### Problem statement
List every food or drink named in the Paris blog post below.

### Text
Content starts
Saturday, February 2, 2013

Paris - With Friends and Typhoid Dave


Describing winter in Paris, Ernest Hemingway wrote:

When we came back to Paris it was clear and cold and lovely. The city had accommodated itself to winter (...) there were braziers outside of many of the good cafes so that you could keep warm on the terraces (...) on the streets the winter light was beautiful. Now you were accustomed to see the bare trees against the sky and you walked on the fresh-washed gravel paths through the Luxembourg gardens in the clear sharp wind. 


Not much seems to have changed, the light, trees, the damp gravel paths.....all still there and still as inspiring. 

Yes we went to Paris AGAIN. Because you can do that when you live in London. Just 2 short hours on the Eurostar, and there you are - in the land of croissants, cheese, wine, and beautiful men wearing scarves.
Content ends
### Dataset records
Content starts
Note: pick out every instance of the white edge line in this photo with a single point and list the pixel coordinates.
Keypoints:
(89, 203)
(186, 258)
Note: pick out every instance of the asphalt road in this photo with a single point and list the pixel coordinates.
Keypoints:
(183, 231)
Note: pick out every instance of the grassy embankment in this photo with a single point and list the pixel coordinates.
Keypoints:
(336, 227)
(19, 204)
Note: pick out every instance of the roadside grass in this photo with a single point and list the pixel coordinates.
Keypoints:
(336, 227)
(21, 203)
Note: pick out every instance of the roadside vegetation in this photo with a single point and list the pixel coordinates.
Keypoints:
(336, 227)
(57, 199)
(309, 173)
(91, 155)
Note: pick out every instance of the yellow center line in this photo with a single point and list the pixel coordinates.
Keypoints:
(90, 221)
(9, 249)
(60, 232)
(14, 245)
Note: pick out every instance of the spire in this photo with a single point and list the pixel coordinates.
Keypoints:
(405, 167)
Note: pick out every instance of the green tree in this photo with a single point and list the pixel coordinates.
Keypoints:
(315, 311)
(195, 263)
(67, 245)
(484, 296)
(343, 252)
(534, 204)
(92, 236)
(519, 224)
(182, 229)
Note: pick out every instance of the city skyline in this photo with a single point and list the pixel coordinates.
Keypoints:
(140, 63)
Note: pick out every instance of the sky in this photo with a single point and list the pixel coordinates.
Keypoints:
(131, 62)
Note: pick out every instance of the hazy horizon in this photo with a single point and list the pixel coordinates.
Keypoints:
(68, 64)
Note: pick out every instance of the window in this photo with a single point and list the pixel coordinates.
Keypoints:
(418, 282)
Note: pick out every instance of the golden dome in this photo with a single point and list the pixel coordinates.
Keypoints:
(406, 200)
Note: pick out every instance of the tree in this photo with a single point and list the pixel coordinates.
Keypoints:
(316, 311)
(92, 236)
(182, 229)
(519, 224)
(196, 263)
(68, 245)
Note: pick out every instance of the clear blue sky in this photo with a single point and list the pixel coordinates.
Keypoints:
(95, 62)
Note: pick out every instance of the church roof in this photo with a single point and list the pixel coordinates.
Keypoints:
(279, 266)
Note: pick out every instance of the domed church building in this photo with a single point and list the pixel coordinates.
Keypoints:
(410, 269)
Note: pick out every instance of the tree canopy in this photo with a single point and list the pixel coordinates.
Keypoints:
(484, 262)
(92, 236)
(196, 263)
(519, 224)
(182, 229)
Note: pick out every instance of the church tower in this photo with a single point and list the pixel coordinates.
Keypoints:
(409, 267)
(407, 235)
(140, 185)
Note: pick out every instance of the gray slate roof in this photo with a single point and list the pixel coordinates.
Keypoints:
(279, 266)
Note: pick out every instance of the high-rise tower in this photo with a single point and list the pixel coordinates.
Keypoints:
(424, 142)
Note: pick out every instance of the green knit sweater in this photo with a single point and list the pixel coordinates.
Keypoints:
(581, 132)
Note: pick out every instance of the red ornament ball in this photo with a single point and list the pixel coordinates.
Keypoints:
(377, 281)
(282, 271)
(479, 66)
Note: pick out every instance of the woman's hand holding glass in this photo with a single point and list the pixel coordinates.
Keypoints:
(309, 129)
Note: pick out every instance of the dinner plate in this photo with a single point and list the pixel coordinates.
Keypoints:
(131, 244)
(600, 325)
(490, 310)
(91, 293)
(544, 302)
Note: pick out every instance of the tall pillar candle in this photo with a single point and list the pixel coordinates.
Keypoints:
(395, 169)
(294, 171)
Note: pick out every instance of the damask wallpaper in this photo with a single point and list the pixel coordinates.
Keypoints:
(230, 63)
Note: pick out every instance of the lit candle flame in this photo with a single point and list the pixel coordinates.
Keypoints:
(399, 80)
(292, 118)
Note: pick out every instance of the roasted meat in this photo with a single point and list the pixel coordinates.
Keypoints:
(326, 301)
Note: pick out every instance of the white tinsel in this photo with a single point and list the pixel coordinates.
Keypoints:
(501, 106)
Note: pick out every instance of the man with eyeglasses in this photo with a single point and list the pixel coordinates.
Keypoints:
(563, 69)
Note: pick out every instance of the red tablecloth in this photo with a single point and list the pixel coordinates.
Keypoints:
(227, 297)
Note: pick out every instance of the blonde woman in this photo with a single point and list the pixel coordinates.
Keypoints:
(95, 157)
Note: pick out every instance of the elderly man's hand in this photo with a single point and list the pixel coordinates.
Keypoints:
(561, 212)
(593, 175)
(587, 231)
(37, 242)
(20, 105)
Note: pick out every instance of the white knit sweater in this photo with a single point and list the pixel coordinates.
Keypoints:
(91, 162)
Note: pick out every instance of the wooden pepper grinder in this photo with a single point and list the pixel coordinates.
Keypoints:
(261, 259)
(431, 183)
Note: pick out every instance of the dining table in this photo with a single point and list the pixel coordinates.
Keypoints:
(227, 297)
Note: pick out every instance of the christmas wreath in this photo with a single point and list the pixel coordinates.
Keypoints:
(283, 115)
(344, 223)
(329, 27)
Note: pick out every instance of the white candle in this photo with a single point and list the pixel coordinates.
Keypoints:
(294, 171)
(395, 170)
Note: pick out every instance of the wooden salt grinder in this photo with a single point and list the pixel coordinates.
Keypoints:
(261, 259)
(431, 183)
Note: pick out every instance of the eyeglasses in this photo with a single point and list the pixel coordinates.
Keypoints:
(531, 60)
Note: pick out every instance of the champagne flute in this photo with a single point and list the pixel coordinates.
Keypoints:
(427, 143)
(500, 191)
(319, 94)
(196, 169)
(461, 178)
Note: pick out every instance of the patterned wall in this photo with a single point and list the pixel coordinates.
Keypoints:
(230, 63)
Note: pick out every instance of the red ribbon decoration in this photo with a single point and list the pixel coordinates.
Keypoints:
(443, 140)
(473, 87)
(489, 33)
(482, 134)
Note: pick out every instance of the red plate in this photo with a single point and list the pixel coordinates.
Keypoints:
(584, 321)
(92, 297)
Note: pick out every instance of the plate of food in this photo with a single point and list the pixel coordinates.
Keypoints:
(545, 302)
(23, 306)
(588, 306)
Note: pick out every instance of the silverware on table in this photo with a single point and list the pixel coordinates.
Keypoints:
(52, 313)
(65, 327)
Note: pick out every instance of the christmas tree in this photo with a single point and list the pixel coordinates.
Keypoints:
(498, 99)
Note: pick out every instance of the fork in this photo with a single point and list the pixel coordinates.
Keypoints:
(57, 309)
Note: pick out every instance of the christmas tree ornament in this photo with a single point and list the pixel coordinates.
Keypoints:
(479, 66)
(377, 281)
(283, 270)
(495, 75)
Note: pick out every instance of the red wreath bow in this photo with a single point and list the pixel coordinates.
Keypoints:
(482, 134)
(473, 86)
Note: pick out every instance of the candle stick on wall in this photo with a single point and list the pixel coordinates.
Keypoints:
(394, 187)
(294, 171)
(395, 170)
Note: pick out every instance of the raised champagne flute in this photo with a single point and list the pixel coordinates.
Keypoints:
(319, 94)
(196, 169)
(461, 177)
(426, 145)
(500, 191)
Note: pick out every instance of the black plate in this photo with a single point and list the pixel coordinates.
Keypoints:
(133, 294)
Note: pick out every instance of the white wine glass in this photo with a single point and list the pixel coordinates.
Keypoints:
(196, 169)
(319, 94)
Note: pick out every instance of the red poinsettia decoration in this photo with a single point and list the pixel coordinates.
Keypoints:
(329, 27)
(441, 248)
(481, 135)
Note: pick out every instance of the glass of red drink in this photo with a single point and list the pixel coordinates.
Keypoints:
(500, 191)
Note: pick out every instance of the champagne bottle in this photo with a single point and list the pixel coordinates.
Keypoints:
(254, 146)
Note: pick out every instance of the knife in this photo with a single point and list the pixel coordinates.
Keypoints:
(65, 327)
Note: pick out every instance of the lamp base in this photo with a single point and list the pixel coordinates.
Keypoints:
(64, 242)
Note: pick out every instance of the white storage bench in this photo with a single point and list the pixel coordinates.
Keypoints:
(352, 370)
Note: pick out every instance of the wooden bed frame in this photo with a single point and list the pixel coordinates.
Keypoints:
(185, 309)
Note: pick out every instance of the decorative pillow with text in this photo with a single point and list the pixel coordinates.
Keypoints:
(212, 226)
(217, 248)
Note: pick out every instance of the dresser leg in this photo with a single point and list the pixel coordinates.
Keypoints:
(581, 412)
Content ends
### Answer to this task
croissants, cheese, wine